Work instructions: Write the next part of the passage on essential workers and the call for an economy of care, starting after its final sentence.

Essential workers in farming, grocery stores, janitorial services, care homes, public transportation, hospitals, and other sectors were not given raises. Few employers created incentive packages to hire new folks to meet the demand and allow for reasonable time off, let alone supplying adequate personal protective equipment (PPE).  Many were not even categorized to be at the front of the line to receive the COVID-19 vaccine once it was available. 

And folks wonder why there isn’t a rush to go back to work. Too many of our institutions are acting like it’s time to get “back to normal” when so few have even caught their breath in the wake of the relentless tragedies that have befallen our society: a pandemic that has killed more than 613,000 and counting; surges of racist attacks and killings; an attempted insurrection; forest fires that send ash to choke us thousands of miles away; floods that sweep cars off streets and homes off their foundations. 

We have been shown how vulnerable we are, and how our institutions — whether they are inadequate, in denial, or flat out neglectful — have not responded in ways that center wellbeing, care, safety and recovery for all. Logics of efficiency, profit, and strategic forgetfulness seem to be directing their actions.  

We need so much caring right now. As others have said: We need an economy of care.  An economy of care that recognizes not only the historical gender, class, and racial inequalities and injustices of imbalances in caretaking work, but also values and lifts up the need for caring as a key part of sustainable, equitable life on this planet.

Data shown:
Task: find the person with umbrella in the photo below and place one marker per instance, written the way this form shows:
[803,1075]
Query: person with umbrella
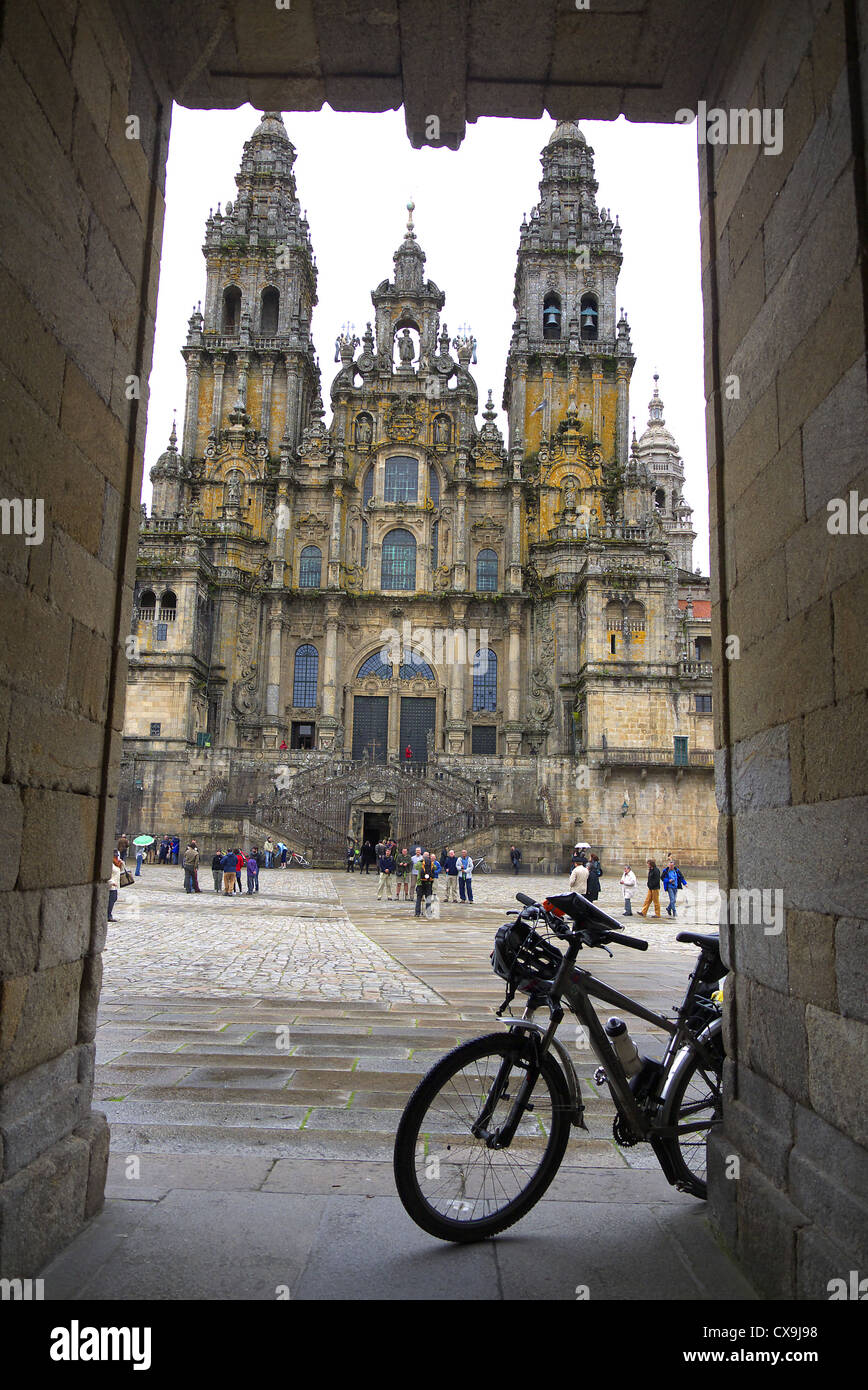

Answer section:
Having an economic model that puts citizens’ wellbeing, not profit, at the center, would be an amazing thing to behold. What is heartening about what has emerged from the past 18 months is that people are more willing to try, to experiment, to think differently about what our society could look like.

From mutual aid networks and cooperatives to housing justice activism, from refusing to take on underpaid jobs or overtime to insisting on flex time, more and more folks are resisting the logic of industrial time and questioning the dehumanizing economic models that assume we are individuals driven to maximize efficiency and profit for ourselves. 

What might a large-scale economy built on a care-time scale look like? New Zealand — one of the few industrialized settler nations to come through the pandemic without such extreme death rates — has started to put in place measures of wellbeing as part of its economic calculus.

Instead of over-relying on gross domestic product (GDP) or stock market indices to model what is good for the economy, New Zealand’s Treasury has developed the Living Standards Framework (LSF) to create an index of wellbeing to gauge whether government policies support a society where “people can live lives they have reason to value.” 

The LSF’s measures include civic engagement, health, cultural identity, housing, social connections, and how folks use their time.  For example, if a portion of the population does not have time to exercise, visit friends, engage in cultural or religious practices, it is a clear signal that the country’s political and economic policies aren’t supporting the wellbeing of all citizens.

Everyone requires and deserves time for rest and rejuvenation, no matter where they live or what they do to earn money. The pandemic has underscored the need for our society to have policies to provide living wages, paid vacation, paid family care leave and sick leave, paid bereavement leave, and workday shifts that don’t leave folks so tired and out of breath they cannot do more than recover from a day’s work before having to go back to do more.

It is time to structure public policies and economic thinking so that no one estimates what is the “acceptable number” of lives lost to “keep the economy on track.”  Instead, we must take the time to ask how we can collaborate and care for each other and our environment so we live resiliently with opportunities to experience joy and sorrow, to savor moments with loved ones, to learn and play and grow without fear.